• **Entries shown**:
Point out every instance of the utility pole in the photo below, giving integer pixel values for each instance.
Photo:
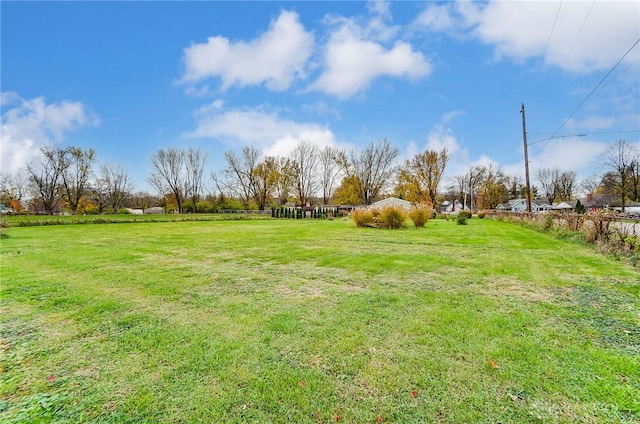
(526, 161)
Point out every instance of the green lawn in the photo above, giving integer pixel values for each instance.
(314, 321)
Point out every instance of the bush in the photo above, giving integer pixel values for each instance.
(464, 214)
(392, 217)
(420, 215)
(362, 217)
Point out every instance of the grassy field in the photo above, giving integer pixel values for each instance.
(315, 321)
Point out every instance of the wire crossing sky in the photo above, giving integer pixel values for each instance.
(129, 78)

• **Exercise directions**: Return the final stretch of the listing exactly, starting with the line that contains "Point out every instance of the green" and ending with the last line.

• **Answer**:
Point out every instance of the green lawn in the photo above, giving integer pixel values for each instance.
(314, 321)
Point out every instance of the bush in the photo above, giving integer pixel values for each instance.
(464, 214)
(392, 217)
(420, 215)
(362, 217)
Point out every instance of the grassy field in the photo above, giving integer pixel values for each instance.
(315, 321)
Point out every instance of the wire crossing sky in the photo above, giving integer pixel values for each instance.
(129, 78)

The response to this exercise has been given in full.